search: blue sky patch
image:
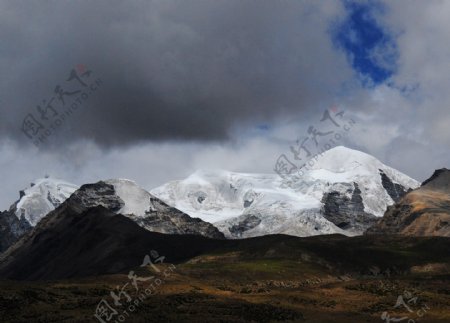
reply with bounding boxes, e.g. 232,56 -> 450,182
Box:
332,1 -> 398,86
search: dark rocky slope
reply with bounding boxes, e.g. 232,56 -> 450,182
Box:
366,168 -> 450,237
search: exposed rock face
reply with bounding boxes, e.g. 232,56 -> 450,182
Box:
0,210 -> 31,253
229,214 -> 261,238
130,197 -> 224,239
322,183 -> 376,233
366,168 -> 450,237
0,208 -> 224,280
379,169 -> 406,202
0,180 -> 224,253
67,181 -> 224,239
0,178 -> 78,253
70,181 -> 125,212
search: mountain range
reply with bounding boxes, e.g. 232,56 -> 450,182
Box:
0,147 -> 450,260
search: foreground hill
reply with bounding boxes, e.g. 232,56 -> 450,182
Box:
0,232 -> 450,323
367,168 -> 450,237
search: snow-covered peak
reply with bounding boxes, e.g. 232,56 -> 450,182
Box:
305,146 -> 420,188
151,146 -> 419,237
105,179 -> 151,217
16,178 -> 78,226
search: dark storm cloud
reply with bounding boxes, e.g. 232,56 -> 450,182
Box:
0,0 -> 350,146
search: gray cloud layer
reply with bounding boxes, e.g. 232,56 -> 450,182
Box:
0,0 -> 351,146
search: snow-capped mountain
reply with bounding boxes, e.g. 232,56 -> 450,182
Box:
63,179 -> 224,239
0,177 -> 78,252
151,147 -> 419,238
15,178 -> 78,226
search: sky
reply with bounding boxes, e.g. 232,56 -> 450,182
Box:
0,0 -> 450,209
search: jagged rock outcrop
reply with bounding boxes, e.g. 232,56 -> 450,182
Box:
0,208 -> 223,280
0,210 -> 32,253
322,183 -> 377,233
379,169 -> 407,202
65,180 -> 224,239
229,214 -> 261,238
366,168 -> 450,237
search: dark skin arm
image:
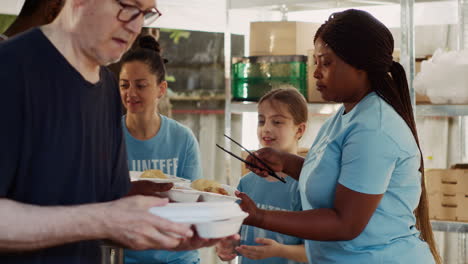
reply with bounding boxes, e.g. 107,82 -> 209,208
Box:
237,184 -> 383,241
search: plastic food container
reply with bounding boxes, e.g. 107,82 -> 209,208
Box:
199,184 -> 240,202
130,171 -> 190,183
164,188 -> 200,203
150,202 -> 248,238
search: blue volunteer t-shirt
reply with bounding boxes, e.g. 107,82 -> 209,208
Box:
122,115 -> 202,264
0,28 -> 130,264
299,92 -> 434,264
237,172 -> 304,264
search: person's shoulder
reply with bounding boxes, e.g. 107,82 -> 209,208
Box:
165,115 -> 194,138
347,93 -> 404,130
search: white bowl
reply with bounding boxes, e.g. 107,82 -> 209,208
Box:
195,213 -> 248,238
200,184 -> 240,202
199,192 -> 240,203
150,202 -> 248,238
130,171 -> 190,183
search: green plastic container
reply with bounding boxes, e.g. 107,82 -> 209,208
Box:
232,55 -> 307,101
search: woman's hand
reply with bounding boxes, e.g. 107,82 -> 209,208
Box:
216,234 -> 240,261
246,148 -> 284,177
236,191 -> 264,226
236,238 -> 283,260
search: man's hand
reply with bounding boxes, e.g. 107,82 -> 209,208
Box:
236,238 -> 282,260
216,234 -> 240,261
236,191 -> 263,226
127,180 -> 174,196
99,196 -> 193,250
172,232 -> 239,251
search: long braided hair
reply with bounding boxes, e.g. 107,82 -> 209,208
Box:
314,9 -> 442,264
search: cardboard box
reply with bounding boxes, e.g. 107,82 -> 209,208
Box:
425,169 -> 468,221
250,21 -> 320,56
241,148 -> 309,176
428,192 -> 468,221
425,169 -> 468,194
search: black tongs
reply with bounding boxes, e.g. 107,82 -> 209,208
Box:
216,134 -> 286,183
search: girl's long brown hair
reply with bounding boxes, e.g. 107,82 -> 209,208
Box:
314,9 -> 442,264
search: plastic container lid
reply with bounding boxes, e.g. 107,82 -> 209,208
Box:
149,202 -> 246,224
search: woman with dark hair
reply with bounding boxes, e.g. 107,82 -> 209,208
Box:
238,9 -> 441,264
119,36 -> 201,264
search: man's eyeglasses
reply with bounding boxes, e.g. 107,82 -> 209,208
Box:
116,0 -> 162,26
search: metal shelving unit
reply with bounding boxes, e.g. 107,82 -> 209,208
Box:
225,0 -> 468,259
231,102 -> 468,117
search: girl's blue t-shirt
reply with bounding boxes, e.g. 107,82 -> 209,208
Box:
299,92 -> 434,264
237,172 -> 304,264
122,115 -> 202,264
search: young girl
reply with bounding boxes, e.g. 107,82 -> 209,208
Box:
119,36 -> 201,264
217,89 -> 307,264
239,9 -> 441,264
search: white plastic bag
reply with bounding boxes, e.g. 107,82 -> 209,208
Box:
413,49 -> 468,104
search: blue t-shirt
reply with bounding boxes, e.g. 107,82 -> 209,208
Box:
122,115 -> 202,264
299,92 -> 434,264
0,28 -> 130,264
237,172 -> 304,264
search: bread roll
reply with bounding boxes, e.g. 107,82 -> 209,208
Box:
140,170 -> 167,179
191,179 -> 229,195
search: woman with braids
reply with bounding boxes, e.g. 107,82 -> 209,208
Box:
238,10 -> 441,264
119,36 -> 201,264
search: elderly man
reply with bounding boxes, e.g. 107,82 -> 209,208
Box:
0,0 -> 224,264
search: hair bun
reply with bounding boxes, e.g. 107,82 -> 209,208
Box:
········
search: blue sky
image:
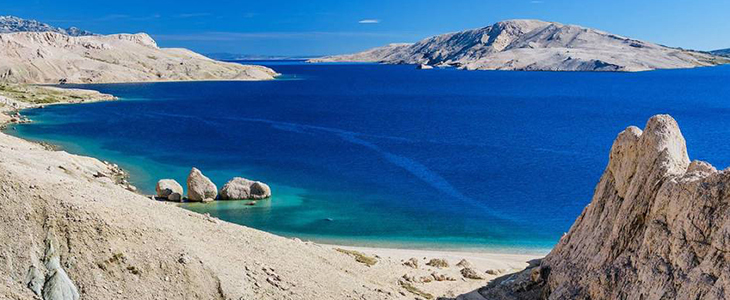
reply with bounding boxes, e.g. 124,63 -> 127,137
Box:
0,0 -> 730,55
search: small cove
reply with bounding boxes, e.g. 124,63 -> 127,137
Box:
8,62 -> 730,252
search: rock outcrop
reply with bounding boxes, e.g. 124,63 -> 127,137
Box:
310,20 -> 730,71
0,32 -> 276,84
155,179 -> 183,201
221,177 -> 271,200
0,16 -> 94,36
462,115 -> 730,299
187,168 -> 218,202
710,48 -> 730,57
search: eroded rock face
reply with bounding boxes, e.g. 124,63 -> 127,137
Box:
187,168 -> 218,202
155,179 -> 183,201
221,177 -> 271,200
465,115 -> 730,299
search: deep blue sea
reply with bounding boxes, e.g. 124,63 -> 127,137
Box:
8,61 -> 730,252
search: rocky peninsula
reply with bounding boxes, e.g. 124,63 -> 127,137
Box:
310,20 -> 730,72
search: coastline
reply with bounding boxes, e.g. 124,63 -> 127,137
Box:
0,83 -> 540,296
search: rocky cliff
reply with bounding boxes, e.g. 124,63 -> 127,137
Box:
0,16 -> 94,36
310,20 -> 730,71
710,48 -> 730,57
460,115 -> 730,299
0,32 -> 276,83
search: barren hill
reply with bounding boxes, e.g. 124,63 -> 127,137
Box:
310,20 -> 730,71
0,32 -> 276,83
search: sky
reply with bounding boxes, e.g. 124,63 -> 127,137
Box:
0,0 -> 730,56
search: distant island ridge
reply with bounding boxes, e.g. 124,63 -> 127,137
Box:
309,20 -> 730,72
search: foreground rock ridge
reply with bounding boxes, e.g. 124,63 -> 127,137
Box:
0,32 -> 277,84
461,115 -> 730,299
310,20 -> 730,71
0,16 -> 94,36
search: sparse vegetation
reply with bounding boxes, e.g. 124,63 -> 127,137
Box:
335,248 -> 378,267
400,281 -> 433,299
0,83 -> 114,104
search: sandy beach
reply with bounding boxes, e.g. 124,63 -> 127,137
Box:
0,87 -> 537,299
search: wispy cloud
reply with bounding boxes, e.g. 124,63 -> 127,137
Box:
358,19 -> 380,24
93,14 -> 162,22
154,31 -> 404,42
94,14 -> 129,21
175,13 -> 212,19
········
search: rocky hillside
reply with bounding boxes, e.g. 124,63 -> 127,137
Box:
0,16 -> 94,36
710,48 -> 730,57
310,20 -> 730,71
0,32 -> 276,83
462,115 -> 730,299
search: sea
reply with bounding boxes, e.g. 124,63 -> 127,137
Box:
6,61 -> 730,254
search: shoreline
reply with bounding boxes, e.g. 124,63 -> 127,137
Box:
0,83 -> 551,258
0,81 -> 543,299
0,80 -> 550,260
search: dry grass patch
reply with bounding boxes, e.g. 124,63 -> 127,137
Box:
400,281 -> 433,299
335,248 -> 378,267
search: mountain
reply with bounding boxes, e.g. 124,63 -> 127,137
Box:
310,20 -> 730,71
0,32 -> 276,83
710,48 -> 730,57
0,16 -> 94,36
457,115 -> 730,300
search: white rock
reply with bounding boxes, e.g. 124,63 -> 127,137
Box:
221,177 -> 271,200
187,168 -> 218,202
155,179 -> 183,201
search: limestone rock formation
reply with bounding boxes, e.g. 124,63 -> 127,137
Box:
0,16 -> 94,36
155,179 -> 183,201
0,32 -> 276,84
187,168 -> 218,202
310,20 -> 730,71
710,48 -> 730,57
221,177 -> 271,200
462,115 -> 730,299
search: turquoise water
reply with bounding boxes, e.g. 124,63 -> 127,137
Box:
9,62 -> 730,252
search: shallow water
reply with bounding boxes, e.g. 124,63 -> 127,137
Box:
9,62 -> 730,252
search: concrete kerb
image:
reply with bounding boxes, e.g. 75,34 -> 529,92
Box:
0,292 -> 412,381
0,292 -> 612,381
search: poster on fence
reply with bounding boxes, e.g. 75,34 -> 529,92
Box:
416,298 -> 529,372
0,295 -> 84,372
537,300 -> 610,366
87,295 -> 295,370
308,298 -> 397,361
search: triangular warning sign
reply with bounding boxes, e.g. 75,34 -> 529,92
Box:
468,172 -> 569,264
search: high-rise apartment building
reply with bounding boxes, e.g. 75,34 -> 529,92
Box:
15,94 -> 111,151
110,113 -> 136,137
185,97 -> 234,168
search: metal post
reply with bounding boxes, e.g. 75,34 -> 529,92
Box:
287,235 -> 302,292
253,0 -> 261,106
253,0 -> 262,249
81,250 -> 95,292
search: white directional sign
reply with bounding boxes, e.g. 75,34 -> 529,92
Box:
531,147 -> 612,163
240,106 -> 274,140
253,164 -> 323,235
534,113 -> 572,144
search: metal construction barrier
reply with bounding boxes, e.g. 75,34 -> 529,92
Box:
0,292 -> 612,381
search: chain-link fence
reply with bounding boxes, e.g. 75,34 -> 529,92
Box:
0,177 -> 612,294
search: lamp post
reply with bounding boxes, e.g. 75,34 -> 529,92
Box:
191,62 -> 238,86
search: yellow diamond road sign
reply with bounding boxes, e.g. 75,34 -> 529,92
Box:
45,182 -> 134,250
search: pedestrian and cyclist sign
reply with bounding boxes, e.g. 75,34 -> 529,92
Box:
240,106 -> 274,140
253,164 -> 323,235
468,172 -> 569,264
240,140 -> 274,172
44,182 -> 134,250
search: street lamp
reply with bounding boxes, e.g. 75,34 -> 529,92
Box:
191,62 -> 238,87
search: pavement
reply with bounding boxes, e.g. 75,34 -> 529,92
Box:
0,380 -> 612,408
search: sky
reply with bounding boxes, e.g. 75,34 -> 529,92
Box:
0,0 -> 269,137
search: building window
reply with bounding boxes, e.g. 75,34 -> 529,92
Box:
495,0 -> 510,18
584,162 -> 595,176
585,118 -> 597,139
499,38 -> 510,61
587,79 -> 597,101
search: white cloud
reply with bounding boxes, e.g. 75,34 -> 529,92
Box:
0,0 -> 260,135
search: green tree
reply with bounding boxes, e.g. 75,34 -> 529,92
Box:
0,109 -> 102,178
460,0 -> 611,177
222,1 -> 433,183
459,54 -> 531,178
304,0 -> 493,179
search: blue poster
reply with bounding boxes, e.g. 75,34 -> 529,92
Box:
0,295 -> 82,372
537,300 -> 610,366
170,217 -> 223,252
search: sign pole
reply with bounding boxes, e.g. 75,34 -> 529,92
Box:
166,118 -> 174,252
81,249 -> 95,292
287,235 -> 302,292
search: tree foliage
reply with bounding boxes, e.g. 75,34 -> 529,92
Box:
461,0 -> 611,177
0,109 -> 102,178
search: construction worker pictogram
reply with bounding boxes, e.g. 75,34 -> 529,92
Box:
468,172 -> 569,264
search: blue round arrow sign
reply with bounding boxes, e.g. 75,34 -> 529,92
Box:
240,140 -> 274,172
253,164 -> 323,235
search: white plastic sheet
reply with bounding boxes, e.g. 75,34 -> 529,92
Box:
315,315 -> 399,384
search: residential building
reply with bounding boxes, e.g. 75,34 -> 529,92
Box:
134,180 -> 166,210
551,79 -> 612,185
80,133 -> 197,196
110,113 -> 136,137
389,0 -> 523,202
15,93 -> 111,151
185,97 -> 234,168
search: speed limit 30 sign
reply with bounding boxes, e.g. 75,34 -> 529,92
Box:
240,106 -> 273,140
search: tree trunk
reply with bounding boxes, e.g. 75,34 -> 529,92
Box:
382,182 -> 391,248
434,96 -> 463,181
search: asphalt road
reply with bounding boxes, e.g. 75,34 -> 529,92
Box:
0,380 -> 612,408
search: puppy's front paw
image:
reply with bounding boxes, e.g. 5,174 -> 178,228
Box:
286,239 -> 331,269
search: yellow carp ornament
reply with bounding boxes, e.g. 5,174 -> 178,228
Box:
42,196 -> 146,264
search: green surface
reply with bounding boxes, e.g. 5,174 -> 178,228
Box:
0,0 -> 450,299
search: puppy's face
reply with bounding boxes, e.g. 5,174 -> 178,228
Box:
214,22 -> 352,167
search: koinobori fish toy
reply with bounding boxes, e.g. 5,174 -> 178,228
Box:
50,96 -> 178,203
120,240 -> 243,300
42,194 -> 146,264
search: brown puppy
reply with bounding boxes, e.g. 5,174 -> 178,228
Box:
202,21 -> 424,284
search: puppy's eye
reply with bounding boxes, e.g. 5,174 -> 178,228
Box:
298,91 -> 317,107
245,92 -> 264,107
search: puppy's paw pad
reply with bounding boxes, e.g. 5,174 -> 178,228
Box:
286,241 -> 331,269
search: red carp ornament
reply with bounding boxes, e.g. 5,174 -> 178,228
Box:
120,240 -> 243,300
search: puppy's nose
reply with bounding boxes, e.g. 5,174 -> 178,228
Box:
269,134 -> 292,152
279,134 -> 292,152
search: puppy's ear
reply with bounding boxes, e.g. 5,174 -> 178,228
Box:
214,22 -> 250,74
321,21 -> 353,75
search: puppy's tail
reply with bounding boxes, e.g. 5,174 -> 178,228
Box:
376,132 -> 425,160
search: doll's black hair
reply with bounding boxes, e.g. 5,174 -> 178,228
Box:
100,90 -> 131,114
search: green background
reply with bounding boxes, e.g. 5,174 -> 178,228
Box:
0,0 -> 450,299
········
- _Your objective_
Tally the lines in the records above that contain the string "outcrop", and give only that number.

- _Solution to this exercise_
2